*** Opening of PASSAGE TO READ ***

Monday, April 15, 2024

Banks, others panic as TSA effects bite harder

Banks and stakeholders in both the private and public sector are currently groaning under the burden of complying with what appears to be an ‘alien’ TSA culture.

This is coming on the heels of a notice that the Central Bank of Nigeria will sanction the chief executive officers of some financial institutions next week for failing to remit about N300 billion into the TSA as directed by the Federal Government.

While the banks are worried about thinner liquidity, the private sector is concerned about loan accessibility under the current situation.

Critics argued that, while the new policy might signal the desire of the Federal Government to tighten loopholes in the system, particularly now that it had leaner revenue, the imposition of a single account on all agencies would be counter-productive. According to them, the development may affect lending, especially since banks were not even lending before.

Fomer Group Managing Director, First Bank Nigeria, Mr. Bisi Onasanya, had confirmed that there would be significant reduction in the inflow of government funding into the banking system as a result of the new policy and feared that it might reduce liquidity in the financial sector.

“It has almost necessarily moved away public accounts at the federal level from the vaults of commercial banks into the CBN’s. Liquidity is shrinking also and you have to look at the impact on your liquidity ratio and liquidity management in all the things that you do,” Onasanya had stated.


An economist, Mr. Ola Banjo, argued that the initiative would drastically reduce liquidity and thus raise interbank rates. To him, interbank rates that have risen to 50 per cent recently may rise even further, as the borrowing rates will also increase.

“The regulator needs to put aside bail-out plans for the vulnerable banks, including direct market intervention and reduce borrowing costs to build confidence in lenders,” he said. To implement this, Banjo added that the CBN should consider using the TSA account only as a control account, while it opens subsidiary accounts for all individual ministries, departments and agencies, both for performance review and funds administration.

*** Close of PASSAGE TO READ ***
*** Opening of EXCERPTED DATA ***

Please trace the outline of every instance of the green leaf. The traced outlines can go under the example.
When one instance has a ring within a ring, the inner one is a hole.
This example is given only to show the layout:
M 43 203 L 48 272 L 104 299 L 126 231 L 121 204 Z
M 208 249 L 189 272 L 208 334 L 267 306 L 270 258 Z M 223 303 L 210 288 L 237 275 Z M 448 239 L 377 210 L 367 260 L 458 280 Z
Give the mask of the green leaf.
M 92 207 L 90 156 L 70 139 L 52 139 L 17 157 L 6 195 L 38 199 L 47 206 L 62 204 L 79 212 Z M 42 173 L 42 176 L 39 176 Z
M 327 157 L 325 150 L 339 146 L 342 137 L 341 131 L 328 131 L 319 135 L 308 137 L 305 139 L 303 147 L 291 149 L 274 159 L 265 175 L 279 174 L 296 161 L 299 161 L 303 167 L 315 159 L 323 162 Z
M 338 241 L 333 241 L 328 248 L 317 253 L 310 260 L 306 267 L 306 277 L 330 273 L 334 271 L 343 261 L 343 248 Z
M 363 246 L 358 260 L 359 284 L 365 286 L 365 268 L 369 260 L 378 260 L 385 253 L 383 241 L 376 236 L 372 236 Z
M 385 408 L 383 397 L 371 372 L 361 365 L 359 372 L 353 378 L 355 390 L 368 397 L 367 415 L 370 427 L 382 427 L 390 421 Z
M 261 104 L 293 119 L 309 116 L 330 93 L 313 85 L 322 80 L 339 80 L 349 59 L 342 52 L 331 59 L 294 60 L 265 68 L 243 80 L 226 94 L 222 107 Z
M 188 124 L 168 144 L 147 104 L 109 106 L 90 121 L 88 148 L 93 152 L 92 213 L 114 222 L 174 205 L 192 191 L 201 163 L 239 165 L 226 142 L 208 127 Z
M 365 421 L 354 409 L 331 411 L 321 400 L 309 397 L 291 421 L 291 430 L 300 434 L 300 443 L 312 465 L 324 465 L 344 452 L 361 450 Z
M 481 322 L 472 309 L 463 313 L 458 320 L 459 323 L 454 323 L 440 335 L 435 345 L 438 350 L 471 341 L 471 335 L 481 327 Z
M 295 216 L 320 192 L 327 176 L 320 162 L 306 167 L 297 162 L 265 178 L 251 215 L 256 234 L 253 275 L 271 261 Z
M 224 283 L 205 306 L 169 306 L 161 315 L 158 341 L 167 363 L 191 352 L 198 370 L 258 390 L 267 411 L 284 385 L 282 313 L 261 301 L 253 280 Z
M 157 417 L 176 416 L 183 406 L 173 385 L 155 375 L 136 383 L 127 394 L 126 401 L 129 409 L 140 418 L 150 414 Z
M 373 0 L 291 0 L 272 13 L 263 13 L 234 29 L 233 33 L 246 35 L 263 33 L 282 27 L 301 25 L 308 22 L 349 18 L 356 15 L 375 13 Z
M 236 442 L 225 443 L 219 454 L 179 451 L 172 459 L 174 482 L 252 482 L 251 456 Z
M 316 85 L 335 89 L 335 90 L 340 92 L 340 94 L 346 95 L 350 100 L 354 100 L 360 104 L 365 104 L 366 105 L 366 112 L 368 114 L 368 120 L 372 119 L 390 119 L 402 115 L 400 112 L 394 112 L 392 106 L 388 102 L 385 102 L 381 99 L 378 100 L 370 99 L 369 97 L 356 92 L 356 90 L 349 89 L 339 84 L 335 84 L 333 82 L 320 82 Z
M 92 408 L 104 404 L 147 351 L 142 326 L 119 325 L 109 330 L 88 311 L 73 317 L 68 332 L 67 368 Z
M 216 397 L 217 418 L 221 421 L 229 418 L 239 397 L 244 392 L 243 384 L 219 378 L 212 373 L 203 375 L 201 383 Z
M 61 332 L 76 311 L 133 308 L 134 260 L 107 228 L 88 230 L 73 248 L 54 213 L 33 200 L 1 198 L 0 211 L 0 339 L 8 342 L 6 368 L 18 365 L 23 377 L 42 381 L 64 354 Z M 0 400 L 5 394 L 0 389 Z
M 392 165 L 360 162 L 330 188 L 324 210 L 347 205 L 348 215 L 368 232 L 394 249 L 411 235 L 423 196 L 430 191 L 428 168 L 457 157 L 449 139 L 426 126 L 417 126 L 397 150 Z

*** Close of EXCERPTED DATA ***

Summarize the article on the TSA's effects on banks in two sentences.

- _TASK RESPONSE_
Banks and other private- and public-sector stakeholders are struggling to comply with the TSA, and the Central Bank of Nigeria plans to sanction the chief executives of some financial institutions for failing to remit about N300 billion into it. Critics, former First Bank chief Bisi Onasanya and economist Ola Banjo warn that the policy may shrink liquidity, affect lending and push interbank rates higher, and Banjo urges the CBN to prepare bail-out plans and to use the TSA only as a control account with subsidiary accounts for each ministry, department and agency.